Dataset records:
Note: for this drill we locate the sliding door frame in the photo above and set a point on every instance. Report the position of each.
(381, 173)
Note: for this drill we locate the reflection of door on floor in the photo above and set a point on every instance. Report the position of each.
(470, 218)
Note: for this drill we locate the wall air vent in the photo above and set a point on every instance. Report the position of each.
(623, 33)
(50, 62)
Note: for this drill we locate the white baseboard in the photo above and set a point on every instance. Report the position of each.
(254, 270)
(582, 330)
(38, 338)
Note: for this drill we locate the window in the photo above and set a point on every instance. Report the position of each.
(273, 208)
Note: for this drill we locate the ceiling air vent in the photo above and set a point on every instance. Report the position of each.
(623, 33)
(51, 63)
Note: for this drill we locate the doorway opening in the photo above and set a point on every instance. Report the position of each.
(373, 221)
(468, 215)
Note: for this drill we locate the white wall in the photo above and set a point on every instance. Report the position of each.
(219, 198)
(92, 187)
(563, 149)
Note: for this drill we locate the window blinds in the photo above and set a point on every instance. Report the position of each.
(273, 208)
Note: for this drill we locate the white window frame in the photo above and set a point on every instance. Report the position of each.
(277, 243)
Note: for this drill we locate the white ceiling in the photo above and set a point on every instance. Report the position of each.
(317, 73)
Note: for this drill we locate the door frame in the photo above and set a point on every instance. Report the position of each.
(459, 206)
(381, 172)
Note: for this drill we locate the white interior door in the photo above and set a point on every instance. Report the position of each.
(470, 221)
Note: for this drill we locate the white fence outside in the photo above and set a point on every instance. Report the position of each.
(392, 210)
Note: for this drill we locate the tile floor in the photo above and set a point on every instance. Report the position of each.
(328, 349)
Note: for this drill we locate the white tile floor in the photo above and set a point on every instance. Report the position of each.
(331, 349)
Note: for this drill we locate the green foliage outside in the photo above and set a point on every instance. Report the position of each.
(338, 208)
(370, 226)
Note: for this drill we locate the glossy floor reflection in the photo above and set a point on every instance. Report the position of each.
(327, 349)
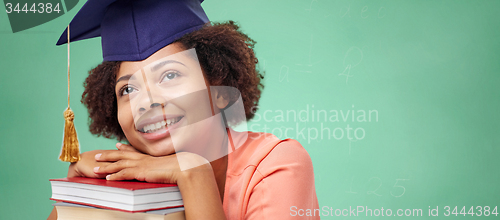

- Given task
Reproduce the lines of the records above, starting at the line that contains "Note: for this drill we locate the ceiling" and continuing through the end of the records. Leave the pictures out of your answer.

- Task solution
Note: for this drill we locate the ceiling air vent in the photo above and set a point on every instance. Report the position of each.
(623, 33)
(51, 63)
Note: for this drill we locate the doorway opening in the photo above and set a point on every instance. Report the position of each.
(373, 221)
(468, 215)
Note: for this drill we locate the white wall in the photo above and set a point on every instance. Report the position of each.
(219, 198)
(92, 187)
(563, 149)
Note: for this drill we locate the window blinds in the photo above and set a point on every instance. Report the position of each.
(273, 208)
Note: for this drill we locate the white window frame in the photo above and set a point on every instance. Report the position of each.
(277, 243)
Note: for this drill we locate the white ceiling in the photo above and set a point on every instance. Report the position of each.
(317, 73)
Note: for this drill we locate the door frame in the photo above and set a point on every instance. Report the position of each.
(459, 206)
(381, 172)
Note: for this drill we locate the white interior door in the photo above and set a point on every instance. Report the position of each.
(470, 221)
Note: for this drill we locate the white fence outside in the photo above and set a point on every instance. Report the position of each.
(392, 210)
Note: for this drill we locate the tile floor in the photo above and set a point on every instance. Report the position of each.
(328, 349)
Note: for this drill we locate the white tile floor in the photo above and set a point on every instance. Report the position of each.
(331, 349)
Note: for this drill we locate the green foliage outside in the photo above and set a point on every instance. Report the position of each.
(338, 208)
(370, 226)
Note: for this drill we locate the glossy floor reflection in the photo above and set a point on every instance. Report the position of each.
(327, 349)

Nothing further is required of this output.